# ВЫБРАННЫЙ ОТРЫВОК:
■ ■ ■

Но что же недоговорил он в письме к доктору Средину, когда обмолвился о возможном скором возвращении в Ялту, совсем недавно столь тяготящую его? Ответа на этот вопрос в письме нет, но он есть -- или, во всяком случае, его можно отыскать там -- в написанном в праздной курортной Ницце в 1897 году рассказе "Печенег". Герой его размышляет о том, что "хорошо бы, ввиду близкой смерти, ради души, прекратить эту праздность, которая незаметно и бесследно поглощает дни за днями".
Чехов прекращает. Меньше чем через месяц после премьеры "Вишневого сада", 15 февраля 1904 года, уезжает в Ялту, а за день до этого, 14 февраля, пишет Авиловой письмо, в котором, расставаясь с когда-то столь близкой ему женщиной (Бунин утверждает, что эта женщина была единственной, к кому Чехов испытал "большое чувство"), дает ей прощальный наказ: "Главное -- будьте веселы, смотрите на жизнь не так замысловато; вероятно, на самом деле она гораздо проще. -- А дальше следуют слова, которые адресуются уже не ей, не только ей или даже не столько ей, сколько самому себе: -- Да и заслуживает ли она, жизнь, которой мы не знаем, всех мучительных размышлений, на которых изнашиваются наши российские умы, -- еще неизвестно".
Эта неизвестность сохранялась, по-видимому, до конца. Но это уже совсем недолго: жить ему оставалось четыре с половиной месяца...
Два с половиной из них он проведет в Ялте. Доктор Альтшуллер найдет, что он вернулся сюда "в значительно худшем состоянии", нежели уезжал, зато "полный московских впечатлений". В чем эти впечатления выражались? А в том, что "оживленно рассказывал про чествование, показывал поднесенные ему подарки и комически жаловался, что кто-то, должно быть, нарочно, чтобы ему досадить, распустил слух о том, что он любитель древностей, а он их терпеть не может".
Оживленно... Комически... И это лексика доктора, который наблюдает смертельно больного человека, доживающего свои последние недели. Да, но ведь и Чехов -- не будем забывать! -- был врачом и тоже наблюдал, пусть изнутри, но изнутри-то подчас даже виднее. Выходит, не думал о смерти? Не знал? Знал, не мог не знать, это знали и видели все, и он, разумеется, исключением не был. Или думал, но очень мало, самую чуточку. Совсем по Спинозе, написавшем в "Этике", что "человек свободный ни о чем так мало не думает, как о смерти". А он был человеком свободным. Самым, может быть, свободным человеком во всей русской литературе, включая Пушкина.
Но, возможно, дело тут не только в свободе, феноменальной внутренней свободе человека, до капли выдавившего из себя раба, но и в своего рода привычке. Еще давно, тридцати лет от роду, он признался в одном из писем, что ему многих пришлось похоронить и он стал "даже как-то равнодушен к чужой смерти". А к своей? И к своей, по-видимому, тоже, во всяком случае --теперь. Если говорит или пишет о ней, что бывает крайне редко, то лишь в шутливом тоне, как, впрочем, и о болезнях своих. Или это вообще свойство русского человека? Русского мужика... В повести "Мужики" так и написано: "Смерти не боялись, зато ко всем болезням относились с преувеличенным страхом".

■ ■ ■

Данные указания областей:

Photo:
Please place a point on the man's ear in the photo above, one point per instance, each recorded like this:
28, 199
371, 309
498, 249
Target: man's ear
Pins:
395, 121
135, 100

■ ■ ■

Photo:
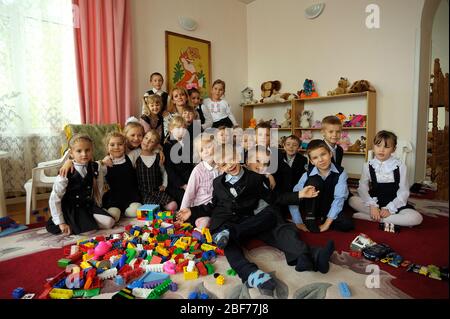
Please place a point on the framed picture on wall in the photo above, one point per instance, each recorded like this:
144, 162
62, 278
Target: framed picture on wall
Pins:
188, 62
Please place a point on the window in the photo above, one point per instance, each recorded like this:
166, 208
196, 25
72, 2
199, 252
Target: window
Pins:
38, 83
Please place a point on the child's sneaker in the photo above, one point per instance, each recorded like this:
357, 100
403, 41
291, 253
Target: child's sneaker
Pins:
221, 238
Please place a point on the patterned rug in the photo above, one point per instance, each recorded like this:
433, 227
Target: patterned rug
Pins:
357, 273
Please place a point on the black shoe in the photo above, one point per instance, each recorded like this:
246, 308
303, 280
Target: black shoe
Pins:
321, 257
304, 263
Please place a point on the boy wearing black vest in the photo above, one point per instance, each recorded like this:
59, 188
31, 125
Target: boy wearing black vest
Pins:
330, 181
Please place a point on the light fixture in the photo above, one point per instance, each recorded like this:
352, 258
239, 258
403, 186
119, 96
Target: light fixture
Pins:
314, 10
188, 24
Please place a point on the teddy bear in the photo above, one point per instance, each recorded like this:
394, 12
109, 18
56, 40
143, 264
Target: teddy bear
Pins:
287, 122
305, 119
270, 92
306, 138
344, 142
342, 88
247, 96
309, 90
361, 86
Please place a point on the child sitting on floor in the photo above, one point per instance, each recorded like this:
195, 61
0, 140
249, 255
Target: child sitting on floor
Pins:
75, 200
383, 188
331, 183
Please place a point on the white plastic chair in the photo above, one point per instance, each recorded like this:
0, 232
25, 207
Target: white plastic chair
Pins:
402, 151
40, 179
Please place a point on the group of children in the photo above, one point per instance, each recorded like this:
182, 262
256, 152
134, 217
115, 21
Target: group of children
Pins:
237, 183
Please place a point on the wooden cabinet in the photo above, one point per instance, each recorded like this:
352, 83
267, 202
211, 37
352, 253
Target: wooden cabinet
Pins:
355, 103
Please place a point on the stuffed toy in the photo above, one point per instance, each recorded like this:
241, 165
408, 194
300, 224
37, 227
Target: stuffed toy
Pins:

■ ■ ■

# ЗАДАНИЯ:
a) Какого числа, согласно отрывку о последних месяцах Чехова, он уезжает в Ялту?
b) Выведите дословно часть отрывка о Чехове между «Чехов прекращает. Меньше» и «с половиной месяца...» включительно.
Листинг для выполнения заданий не требуется.

# ОТВЕТЫ:
a) Чехов уезжает в Ялту 15 февраля 1904 года.

b)
Чехов прекращает. Меньше чем через месяц после премьеры "Вишневого сада", 15 февраля 1904 года, уезжает в Ялту, а за день до этого, 14 февраля, пишет Авиловой письмо, в котором, расставаясь с когда-то столь близкой ему женщиной (Бунин утверждает, что эта женщина была единственной, к кому Чехов испытал "большое чувство"), дает ей прощальный наказ: "Главное -- будьте веселы, смотрите на жизнь не так замысловато; вероятно, на самом деле она гораздо проще. -- А дальше следуют слова, которые адресуются уже не ей, не только ей или даже не столько ей, сколько самому себе: -- Да и заслуживает ли она, жизнь, которой мы не знаем, всех мучительных размышлений, на которых изнашиваются наши российские умы, -- еще неизвестно".
Эта неизвестность сохранялась, по-видимому, до конца. Но это уже совсем недолго: жить ему оставалось четыре с половиной месяца...